**What this task involves**
In the records below, find the line containing "positive clicks: (264, 409) (296, 443)"; copy exactly that line and all lines after it to the end, and nothing else.

(Stored data)
════════════════

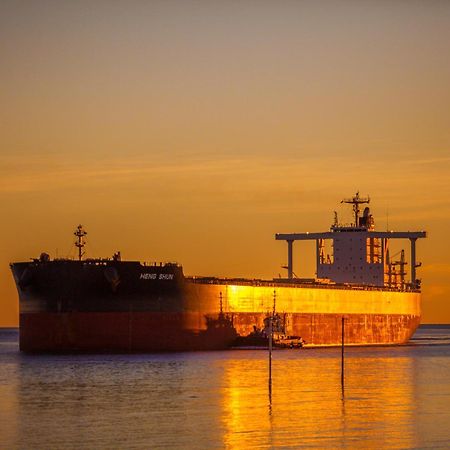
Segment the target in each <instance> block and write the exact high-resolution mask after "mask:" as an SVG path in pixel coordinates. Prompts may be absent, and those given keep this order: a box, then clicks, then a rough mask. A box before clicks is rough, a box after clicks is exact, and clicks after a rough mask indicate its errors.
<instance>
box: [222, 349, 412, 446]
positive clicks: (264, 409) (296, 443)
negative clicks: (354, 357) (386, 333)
mask: <svg viewBox="0 0 450 450" xmlns="http://www.w3.org/2000/svg"><path fill="white" fill-rule="evenodd" d="M355 351H356V352H358V351H359V350H358V349H355ZM267 367H268V366H267V361H265V360H263V359H258V360H255V359H253V358H250V359H243V360H231V361H230V362H229V364H228V365H227V368H226V371H225V373H224V383H223V391H222V396H221V398H222V408H223V426H224V430H225V434H224V438H223V440H224V444H225V446H226V447H227V448H250V447H255V446H257V447H263V448H270V447H282V446H288V447H298V446H306V447H309V446H310V447H313V448H325V447H327V448H336V447H355V446H359V447H364V448H382V447H389V448H408V447H413V446H414V442H415V434H414V426H413V419H414V416H413V414H414V411H413V410H412V408H411V405H413V383H412V376H411V374H412V373H413V372H412V367H411V360H410V358H407V357H399V358H383V357H377V355H375V357H363V356H361V355H360V356H359V357H358V358H352V357H350V358H347V360H346V380H345V390H344V395H342V391H341V385H340V358H339V357H338V352H337V351H336V349H330V350H329V351H328V350H323V349H322V350H318V351H310V350H303V351H302V350H301V351H298V350H297V351H295V350H293V351H277V352H275V356H274V361H273V389H272V396H271V399H270V398H269V390H268V378H267V376H268V371H267Z"/></svg>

════════════════

**Solution to the exercise**
positive clicks: (264, 409) (296, 443)
negative clicks: (354, 357) (386, 333)
mask: <svg viewBox="0 0 450 450" xmlns="http://www.w3.org/2000/svg"><path fill="white" fill-rule="evenodd" d="M355 351H356V352H358V351H359V350H358V349H355ZM267 367H268V366H267V361H265V360H263V359H258V360H255V359H253V358H250V359H243V360H231V361H230V362H229V364H228V365H227V368H226V371H225V373H224V383H223V391H222V396H221V398H222V408H223V426H224V430H225V434H224V438H223V440H224V444H225V446H226V447H227V448H250V447H255V446H257V447H263V448H270V447H282V446H288V447H298V446H306V447H309V446H310V447H313V448H325V447H327V448H336V447H355V446H359V447H364V448H382V447H389V448H408V447H413V446H414V442H415V434H414V426H413V419H414V416H413V414H414V411H413V410H412V408H411V405H413V383H412V376H411V374H412V373H413V372H412V367H411V360H410V358H407V357H399V358H383V357H377V355H375V357H363V356H361V355H360V356H359V357H358V358H352V357H350V358H347V360H346V380H345V390H344V395H342V391H341V385H340V358H339V357H338V352H337V351H336V349H330V350H329V351H328V350H323V349H322V350H318V351H310V350H303V351H302V350H301V351H298V350H297V351H295V350H293V351H277V352H275V356H274V361H273V389H272V396H271V399H270V398H269V390H268V378H267V376H268V371H267Z"/></svg>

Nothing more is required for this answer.